Apply what you read
1. In the post on constructive possession, where did the police find the gun in State v. Gardner?
2. Quote the post on constructive possession word for word, everything from "You tell them" down to "shoot them, too.".

Source extract
++++++++
You're sitting on the couch when the cops break in, and there's a couple hundred grams of coke lying on the coffee table. That puts you in Major-Drug-Offender land, which is not a happy place. But, you tell everybody, the coke really belonged to LeRoy, the guy sitting next to you, who everybody knows is a big-time dealer; he was just about to sell you a quarter ounce from his stash.
They tell you it doesn't matter: you had "constructive" possession, that is, you were in a position to exercise "dominion and control" over the drugs on the coffee table.
You tell them LeRoy is very protective of his drugs. If you had indeed attempted to exercise "dominion and control" over those drugs, LeRoy would have probably doubled the number of holes in your skull.
They tell you it doesn't matter. And it doesn't.
Or it does, depending upon which recent 8th District you want to rely on. Let's take a look.
These cases are pretty fact-dependent, so let's talk about the facts. In State v. Gardner, the defendant got into a fight with his girlfriend; the two separated momentarily, at which time he called her up and told her that he was going to shoot her and the kids. The wife had summoned the police, and they were there at the time. During a further discussion with them, one in which Gardner, no doubt, became increasingly agitated, Gardner deemed it advisable to tell the police that if they're around, he'll shoot them, too.
Gardner sure talked the talk, but he didn't walk the walk. When the police came over to where he told them he was -- his mother's house -- he meekly surrendered. The cops found a gun under the flap of the firepit about ten to fifteen feet away.
In State v. Carson, the cops set up a drug deal with Carson. The deal goes down, and Carson gets into the driver's seat of an SUV with two soon-to-be co-defendants. The cops start to follow, and Carson takes off. When Carson finally pulls over, the cops see a passenger in the second row of seats reach into the third row and put something down. That something turns out to be a gun.
In each case, proximity isn't an issue. For some reason, proximity doesn't come into play with possession, except in clear-cut cases. (I had one case where the defendant was charged with a firearm specification; he was in jail when the guns he purportedly "possessed" turned up.) But I've seen cases where the drugs were found in the attic and the gun was found in the car in the garage, and that was sufficient to tag the defendant with a firearm spec.
The real issue is knowledge. As Carson explains:
Constructive possession exists when an individual knowingly exercises dominion and control over an object, even though that object may not be within the individual's immediate physical possession.
In a nutshell, did the State prove that Gardner knew the gun was in the firepit, or that Carson knew there was a gun in the third row of the SUV?
++++++++
Data records
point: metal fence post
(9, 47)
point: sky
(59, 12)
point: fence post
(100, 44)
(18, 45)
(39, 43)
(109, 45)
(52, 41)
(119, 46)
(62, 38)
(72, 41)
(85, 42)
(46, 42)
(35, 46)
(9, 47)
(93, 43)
++++++++
Outputs in order
1. Under the flap of the firepit, about ten to fifteen feet away.

2.
You tell them LeRoy is very protective of his drugs. If you had indeed attempted to exercise "dominion and control" over those drugs, LeRoy would have probably doubled the number of holes in your skull.
They tell you it doesn't matter. And it doesn't.
Or it does, depending upon which recent 8th District you want to rely on. Let's take a look.
These cases are pretty fact-dependent, so let's talk about the facts. In State v. Gardner, the defendant got into a fight with his girlfriend; the two separated momentarily, at which time he called her up and told her that he was going to shoot her and the kids. The wife had summoned the police, and they were there at the time. During a further discussion with them, one in which Gardner, no doubt, became increasingly agitated, Gardner deemed it advisable to tell the police that if they're around, he'll shoot them, too.